(Exercise material):
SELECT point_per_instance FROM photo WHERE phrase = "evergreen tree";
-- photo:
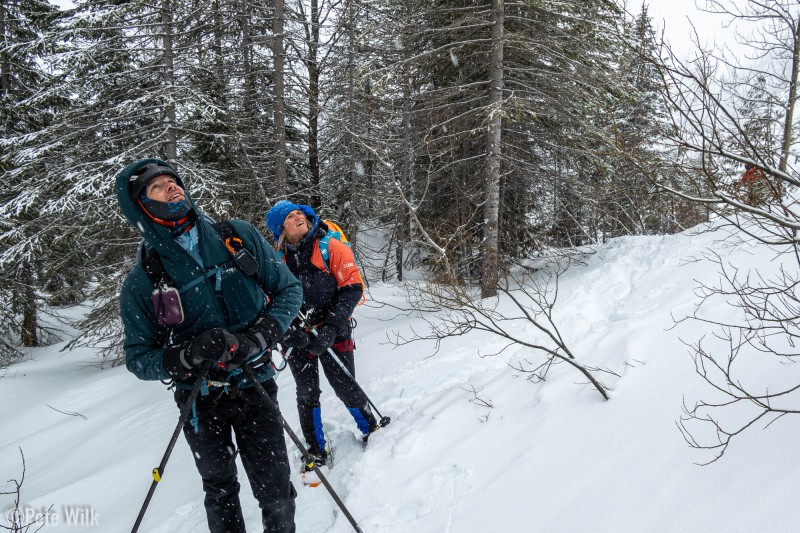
(25, 232)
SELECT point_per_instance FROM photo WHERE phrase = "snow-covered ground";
(551, 456)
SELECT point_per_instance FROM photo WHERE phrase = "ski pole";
(307, 457)
(384, 420)
(159, 470)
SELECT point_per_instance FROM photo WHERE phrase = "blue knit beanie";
(278, 213)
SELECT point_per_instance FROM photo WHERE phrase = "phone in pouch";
(167, 305)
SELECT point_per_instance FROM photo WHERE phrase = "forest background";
(470, 136)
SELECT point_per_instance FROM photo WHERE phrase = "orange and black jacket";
(330, 295)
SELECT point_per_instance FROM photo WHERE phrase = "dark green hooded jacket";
(237, 303)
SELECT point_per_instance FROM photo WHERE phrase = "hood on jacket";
(157, 236)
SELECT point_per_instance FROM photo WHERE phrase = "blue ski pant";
(305, 369)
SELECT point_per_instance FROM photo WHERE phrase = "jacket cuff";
(175, 363)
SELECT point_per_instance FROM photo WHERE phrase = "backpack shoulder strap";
(242, 258)
(324, 251)
(151, 264)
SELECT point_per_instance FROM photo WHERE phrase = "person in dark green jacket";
(226, 317)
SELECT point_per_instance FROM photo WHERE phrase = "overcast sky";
(676, 18)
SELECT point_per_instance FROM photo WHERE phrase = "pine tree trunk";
(490, 263)
(355, 193)
(171, 145)
(788, 123)
(29, 314)
(279, 104)
(5, 64)
(313, 106)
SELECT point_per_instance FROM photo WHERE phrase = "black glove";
(324, 339)
(260, 336)
(263, 333)
(296, 338)
(216, 345)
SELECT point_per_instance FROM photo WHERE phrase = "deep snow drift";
(551, 456)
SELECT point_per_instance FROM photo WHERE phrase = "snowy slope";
(551, 456)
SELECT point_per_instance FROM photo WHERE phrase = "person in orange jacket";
(330, 294)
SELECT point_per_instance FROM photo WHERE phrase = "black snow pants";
(260, 441)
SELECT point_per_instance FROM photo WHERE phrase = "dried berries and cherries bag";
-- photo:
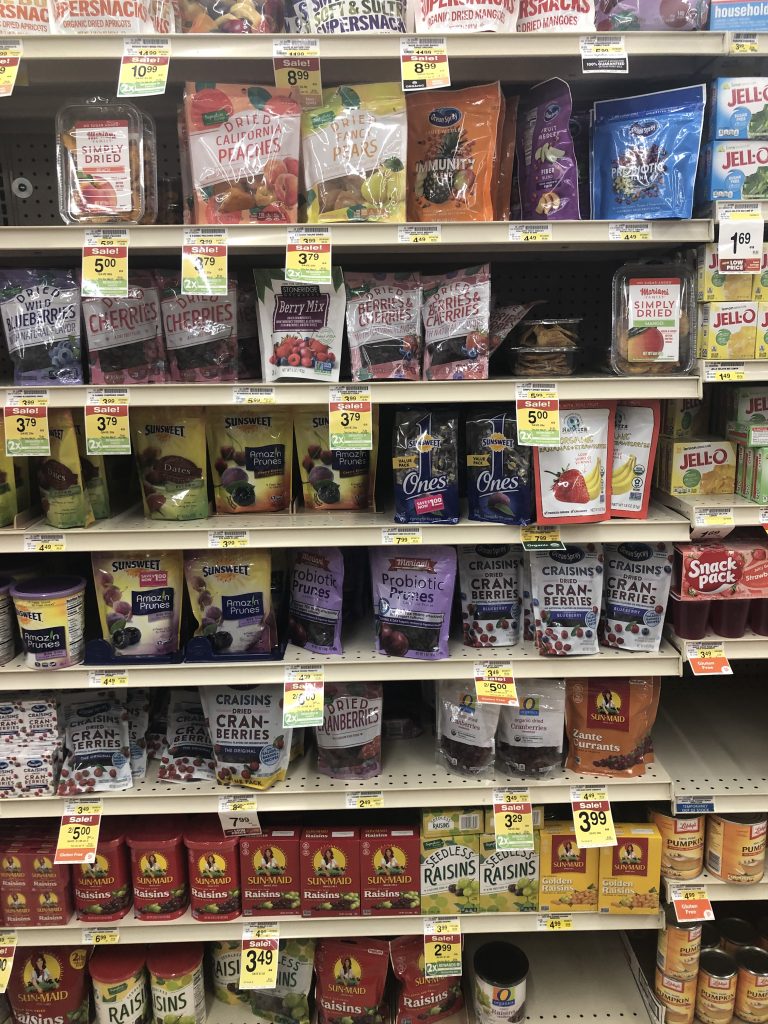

(Task requirements):
Pick out every line in the rows above that contains the word "orange", with case counting, and copy each such line.

(Response for this exercise):
SELECT point_per_instance FROM photo WHERE phrase = "orange and black jacket";
SELECT point_per_instance FROM photo WHERE phrase = "person in orange jacket";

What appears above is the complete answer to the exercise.